* _Reading text_:
++++

I used to think I once walked the darkest and longest path of addiction because heroin was considered the drug for the hopeless and damned, but now I’m not so sure anymore. During one of my rehab stints, the nurse who took my assessment asked what drug I was using. I said, “Heroin.” I was embarrassed as she gave me that all-too-familiar look to which I had grown accustomed. Her pity was clear as her eyes said, “You poor guy; you are never going to recover from heroin.” Now, many years later in recovery, I see a different drug taking possession of the minds and bodies of many sufferers: crystal meth.
Crystal meth has become a worldwide epidemic and a problem in places like Japan, Germany, eastern China, Afghanistan, and other countries because it is a cheap drug to make and has a potent and powerful high. Crystal has never been a stranger to gay culture, and current research suggests that it is on the rise again. Why does it appear to be such a powerful drug in the gay community?

++++

* _Data section_:

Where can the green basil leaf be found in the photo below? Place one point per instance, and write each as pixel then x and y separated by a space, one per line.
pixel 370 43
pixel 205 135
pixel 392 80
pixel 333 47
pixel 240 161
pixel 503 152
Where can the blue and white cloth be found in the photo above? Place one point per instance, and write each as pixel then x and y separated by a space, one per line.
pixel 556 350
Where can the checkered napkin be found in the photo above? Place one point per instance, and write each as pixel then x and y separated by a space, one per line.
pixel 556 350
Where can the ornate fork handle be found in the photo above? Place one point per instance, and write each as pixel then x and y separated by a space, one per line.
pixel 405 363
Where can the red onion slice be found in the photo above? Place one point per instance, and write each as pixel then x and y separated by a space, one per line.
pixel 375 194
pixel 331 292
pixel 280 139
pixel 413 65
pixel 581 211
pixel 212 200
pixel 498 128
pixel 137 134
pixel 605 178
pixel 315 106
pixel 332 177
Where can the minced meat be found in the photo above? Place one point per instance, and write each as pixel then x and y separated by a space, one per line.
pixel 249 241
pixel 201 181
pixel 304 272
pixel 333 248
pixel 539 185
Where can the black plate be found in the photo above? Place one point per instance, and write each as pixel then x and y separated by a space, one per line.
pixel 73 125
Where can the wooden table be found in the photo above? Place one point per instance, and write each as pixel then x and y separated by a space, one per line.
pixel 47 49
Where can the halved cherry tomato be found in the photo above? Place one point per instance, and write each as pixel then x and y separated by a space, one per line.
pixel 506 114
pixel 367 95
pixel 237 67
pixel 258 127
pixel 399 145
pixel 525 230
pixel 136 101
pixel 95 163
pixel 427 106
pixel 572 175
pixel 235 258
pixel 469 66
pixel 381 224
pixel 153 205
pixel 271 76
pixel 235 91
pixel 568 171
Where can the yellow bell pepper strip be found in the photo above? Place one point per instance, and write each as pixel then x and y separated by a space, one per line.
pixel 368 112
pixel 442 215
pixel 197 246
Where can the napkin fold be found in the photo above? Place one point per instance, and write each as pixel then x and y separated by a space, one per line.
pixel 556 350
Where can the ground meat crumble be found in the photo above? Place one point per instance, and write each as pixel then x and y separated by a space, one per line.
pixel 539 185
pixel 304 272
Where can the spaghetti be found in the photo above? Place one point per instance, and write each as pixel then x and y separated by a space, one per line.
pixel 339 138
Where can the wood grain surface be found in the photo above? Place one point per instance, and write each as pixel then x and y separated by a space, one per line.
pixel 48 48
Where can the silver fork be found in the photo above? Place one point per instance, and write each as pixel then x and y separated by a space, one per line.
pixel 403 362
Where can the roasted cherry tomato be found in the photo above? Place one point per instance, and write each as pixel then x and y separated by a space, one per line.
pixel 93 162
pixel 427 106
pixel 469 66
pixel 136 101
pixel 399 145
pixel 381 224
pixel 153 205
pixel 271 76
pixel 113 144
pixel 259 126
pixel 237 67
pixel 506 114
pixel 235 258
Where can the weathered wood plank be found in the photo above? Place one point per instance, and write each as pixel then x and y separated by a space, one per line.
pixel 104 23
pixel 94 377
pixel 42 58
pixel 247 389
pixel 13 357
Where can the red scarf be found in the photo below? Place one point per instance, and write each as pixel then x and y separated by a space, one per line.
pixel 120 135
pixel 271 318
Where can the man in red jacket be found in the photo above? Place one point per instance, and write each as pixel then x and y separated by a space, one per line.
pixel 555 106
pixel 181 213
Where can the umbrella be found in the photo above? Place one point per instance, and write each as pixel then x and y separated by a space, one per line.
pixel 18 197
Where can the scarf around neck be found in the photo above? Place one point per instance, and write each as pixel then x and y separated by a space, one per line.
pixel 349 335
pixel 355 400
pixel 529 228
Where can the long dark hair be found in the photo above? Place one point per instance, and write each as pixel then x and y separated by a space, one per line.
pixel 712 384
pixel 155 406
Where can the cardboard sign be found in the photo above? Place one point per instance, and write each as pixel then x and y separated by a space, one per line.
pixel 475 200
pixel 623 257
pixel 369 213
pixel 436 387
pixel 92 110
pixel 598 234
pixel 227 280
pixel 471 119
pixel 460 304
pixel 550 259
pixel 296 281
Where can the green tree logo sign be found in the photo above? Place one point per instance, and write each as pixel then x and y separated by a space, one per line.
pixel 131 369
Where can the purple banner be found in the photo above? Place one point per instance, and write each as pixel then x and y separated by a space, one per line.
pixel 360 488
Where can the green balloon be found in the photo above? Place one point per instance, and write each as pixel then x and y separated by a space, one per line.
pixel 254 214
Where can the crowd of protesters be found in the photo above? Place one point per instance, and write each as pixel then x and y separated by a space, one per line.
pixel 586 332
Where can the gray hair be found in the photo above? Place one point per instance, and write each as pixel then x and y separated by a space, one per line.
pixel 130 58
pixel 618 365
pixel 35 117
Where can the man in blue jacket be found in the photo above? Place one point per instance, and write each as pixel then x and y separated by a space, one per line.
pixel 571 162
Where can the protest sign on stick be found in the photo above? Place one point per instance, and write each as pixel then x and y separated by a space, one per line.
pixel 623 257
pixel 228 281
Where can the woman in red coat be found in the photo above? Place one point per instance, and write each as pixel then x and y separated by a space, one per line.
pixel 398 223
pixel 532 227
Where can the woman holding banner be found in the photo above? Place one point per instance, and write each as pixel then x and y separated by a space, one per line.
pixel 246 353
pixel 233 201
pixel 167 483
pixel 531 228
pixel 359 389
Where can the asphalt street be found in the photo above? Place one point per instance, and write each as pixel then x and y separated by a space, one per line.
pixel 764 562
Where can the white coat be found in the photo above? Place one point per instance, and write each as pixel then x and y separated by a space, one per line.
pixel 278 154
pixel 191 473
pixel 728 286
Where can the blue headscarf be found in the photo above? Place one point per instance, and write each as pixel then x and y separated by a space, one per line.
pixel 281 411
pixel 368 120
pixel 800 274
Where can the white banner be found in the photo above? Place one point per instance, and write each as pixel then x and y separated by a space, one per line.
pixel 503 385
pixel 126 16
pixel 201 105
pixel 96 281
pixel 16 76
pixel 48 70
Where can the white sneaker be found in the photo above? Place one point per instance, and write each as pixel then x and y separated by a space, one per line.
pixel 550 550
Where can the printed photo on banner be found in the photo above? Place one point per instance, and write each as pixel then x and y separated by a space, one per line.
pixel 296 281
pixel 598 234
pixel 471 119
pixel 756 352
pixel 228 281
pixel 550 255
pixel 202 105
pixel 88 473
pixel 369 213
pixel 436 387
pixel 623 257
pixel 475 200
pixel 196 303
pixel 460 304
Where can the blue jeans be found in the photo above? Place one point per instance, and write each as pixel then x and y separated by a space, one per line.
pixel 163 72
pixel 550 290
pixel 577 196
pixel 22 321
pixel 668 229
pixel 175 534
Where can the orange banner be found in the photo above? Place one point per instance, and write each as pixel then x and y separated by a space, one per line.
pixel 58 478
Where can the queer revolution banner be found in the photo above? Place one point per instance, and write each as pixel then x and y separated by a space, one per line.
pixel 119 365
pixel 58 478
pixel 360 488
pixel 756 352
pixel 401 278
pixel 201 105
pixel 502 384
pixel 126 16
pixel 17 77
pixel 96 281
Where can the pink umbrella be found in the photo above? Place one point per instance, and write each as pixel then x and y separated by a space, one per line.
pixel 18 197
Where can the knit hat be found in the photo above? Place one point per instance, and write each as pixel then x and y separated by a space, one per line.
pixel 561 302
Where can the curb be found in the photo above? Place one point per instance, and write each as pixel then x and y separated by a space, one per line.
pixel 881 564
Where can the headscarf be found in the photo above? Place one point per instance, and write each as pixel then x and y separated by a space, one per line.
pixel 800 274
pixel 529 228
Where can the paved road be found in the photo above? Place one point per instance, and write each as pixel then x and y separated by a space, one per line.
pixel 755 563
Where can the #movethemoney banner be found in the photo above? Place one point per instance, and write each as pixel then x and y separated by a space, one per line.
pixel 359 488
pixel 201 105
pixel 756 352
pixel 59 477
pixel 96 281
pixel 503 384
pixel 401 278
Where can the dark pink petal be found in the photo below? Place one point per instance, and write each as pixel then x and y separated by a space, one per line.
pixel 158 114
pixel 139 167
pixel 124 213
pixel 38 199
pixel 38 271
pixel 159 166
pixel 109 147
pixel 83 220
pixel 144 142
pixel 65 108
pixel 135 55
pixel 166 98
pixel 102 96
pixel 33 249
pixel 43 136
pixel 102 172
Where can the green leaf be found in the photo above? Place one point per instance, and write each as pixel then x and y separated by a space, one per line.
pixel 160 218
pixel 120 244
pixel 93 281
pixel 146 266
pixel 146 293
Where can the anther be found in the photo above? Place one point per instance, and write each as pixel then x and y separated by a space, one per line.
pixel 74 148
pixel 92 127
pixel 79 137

++++

* _Using the information_:
(1) What reason does the passage on crystal meth give for the drug becoming a worldwide epidemic?
(2) Reproduce the passage on crystal meth word for word from "Crystal meth has" up to and including "the gay community?".
The material was drawn from a different source than the passage on crystal meth.

* _Solutions per task_:
(1) It is cheap to make and has a potent and powerful high.

(2)
Crystal meth has become a worldwide epidemic and a problem in places like Japan, Germany, eastern China, Afghanistan, and other countries because it is a cheap drug to make and has a potent and powerful high. Crystal has never been a stranger to gay culture, and current research suggests that it is on the rise again. Why does it appear to be such a powerful drug in the gay community?